- TEXT SEGMENT -
- - -

CHAPTER III.
SOCIAL TYPES.

It is probable that the finest social types in this country have heretofore been found in the South. That this is true, or could be under the dark shadows of an institution so out of harmony with the progressive spirit of the age certainly seems paradoxical. The slave-holding population, it is claimed, represented more social refinement and elegance of personal manners than any other class in America. Whatever barbarous proclivities were chargeable to them in other respects, they were not so chargeable in the social aspects of their characters. And this was one of the slaveholder's vantage-grounds, that he never failed to employ on occasion of entertaining travelers and visitors from other portions of the world, especially from the Northern States. Perhaps there was nothing the Southern gentleman prided himself more upon than the prestige of his social power; and many a Northern man has lost the backbone of his opposition to the peculiar institution under its seductive influence. A social insult, perhaps, more than any other, was bitterly resented and summarily punished.

- - -

[Image object location entries]
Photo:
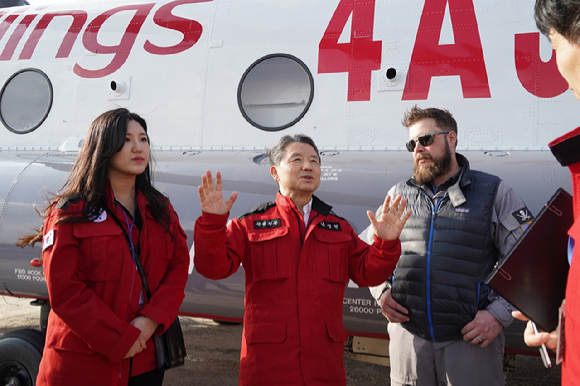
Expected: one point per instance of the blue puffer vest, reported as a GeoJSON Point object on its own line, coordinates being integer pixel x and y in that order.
{"type": "Point", "coordinates": [447, 252]}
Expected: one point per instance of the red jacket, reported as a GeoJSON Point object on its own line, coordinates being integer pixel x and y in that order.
{"type": "Point", "coordinates": [295, 282]}
{"type": "Point", "coordinates": [94, 290]}
{"type": "Point", "coordinates": [566, 151]}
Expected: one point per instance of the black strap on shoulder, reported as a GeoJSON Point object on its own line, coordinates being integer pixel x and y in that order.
{"type": "Point", "coordinates": [133, 252]}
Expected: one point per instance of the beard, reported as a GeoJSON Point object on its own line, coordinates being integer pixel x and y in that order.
{"type": "Point", "coordinates": [425, 174]}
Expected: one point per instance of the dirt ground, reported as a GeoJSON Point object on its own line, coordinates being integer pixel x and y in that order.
{"type": "Point", "coordinates": [213, 352]}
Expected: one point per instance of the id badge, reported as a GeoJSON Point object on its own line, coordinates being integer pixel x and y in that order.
{"type": "Point", "coordinates": [561, 335]}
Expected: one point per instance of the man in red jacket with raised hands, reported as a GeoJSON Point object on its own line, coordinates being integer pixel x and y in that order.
{"type": "Point", "coordinates": [298, 257]}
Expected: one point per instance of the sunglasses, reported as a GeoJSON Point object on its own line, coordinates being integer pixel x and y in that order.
{"type": "Point", "coordinates": [425, 140]}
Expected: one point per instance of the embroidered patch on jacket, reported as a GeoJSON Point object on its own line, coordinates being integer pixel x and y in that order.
{"type": "Point", "coordinates": [268, 224]}
{"type": "Point", "coordinates": [523, 217]}
{"type": "Point", "coordinates": [48, 239]}
{"type": "Point", "coordinates": [331, 226]}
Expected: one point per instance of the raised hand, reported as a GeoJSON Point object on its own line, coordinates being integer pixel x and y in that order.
{"type": "Point", "coordinates": [392, 219]}
{"type": "Point", "coordinates": [211, 197]}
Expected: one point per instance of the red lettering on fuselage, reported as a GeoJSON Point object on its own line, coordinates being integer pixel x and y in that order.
{"type": "Point", "coordinates": [10, 46]}
{"type": "Point", "coordinates": [190, 29]}
{"type": "Point", "coordinates": [358, 57]}
{"type": "Point", "coordinates": [163, 17]}
{"type": "Point", "coordinates": [79, 20]}
{"type": "Point", "coordinates": [464, 58]}
{"type": "Point", "coordinates": [539, 78]}
{"type": "Point", "coordinates": [123, 49]}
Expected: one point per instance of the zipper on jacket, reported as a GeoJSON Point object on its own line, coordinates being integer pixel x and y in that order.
{"type": "Point", "coordinates": [434, 210]}
{"type": "Point", "coordinates": [299, 221]}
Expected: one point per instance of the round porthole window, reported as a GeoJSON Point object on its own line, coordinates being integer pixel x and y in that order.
{"type": "Point", "coordinates": [25, 100]}
{"type": "Point", "coordinates": [275, 92]}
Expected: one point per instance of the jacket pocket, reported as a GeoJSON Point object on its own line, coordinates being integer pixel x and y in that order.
{"type": "Point", "coordinates": [265, 333]}
{"type": "Point", "coordinates": [62, 338]}
{"type": "Point", "coordinates": [101, 248]}
{"type": "Point", "coordinates": [336, 332]}
{"type": "Point", "coordinates": [267, 258]}
{"type": "Point", "coordinates": [332, 255]}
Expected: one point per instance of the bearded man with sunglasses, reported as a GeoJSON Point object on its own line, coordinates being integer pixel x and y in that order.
{"type": "Point", "coordinates": [446, 326]}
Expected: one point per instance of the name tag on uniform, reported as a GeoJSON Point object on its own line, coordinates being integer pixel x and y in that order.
{"type": "Point", "coordinates": [331, 226]}
{"type": "Point", "coordinates": [48, 239]}
{"type": "Point", "coordinates": [268, 224]}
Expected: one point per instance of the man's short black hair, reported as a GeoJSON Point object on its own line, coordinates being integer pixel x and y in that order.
{"type": "Point", "coordinates": [562, 15]}
{"type": "Point", "coordinates": [275, 154]}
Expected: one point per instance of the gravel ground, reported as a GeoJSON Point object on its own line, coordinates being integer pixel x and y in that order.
{"type": "Point", "coordinates": [214, 349]}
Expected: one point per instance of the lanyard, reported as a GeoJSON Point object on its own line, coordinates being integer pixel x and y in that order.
{"type": "Point", "coordinates": [130, 228]}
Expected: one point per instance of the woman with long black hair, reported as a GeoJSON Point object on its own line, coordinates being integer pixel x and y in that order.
{"type": "Point", "coordinates": [101, 322]}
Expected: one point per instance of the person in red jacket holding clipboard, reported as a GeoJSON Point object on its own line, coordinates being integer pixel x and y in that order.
{"type": "Point", "coordinates": [298, 257]}
{"type": "Point", "coordinates": [559, 20]}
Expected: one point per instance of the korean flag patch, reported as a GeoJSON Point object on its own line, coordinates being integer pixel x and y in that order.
{"type": "Point", "coordinates": [48, 239]}
{"type": "Point", "coordinates": [523, 217]}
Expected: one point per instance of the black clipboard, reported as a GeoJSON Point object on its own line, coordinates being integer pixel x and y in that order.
{"type": "Point", "coordinates": [532, 276]}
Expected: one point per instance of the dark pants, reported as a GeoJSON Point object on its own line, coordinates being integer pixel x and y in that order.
{"type": "Point", "coordinates": [151, 378]}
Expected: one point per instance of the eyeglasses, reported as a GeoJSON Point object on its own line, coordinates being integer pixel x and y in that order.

- - -

- EXERCISE INSTRUCTIONS -
1/ In the passage on social types, which class is claimed to have shown more social refinement and elegance of personal manners than any other in America?
2/ Identify each row containing the string "sunglasses", treating case as significant, and copy those rows out in full.
The passage on social types and the rows are independent of each other.

- ANSWERS TO THE PROBLEMS -
1/ The slave-holding population.

2/
Expected: one point per instance of the sunglasses, reported as a GeoJSON Point object on its own line, coordinates being integer pixel x and y in that order.
Expected: one point per instance of the bearded man with sunglasses, reported as a GeoJSON Point object on its own line, coordinates being integer pixel x and y in that order.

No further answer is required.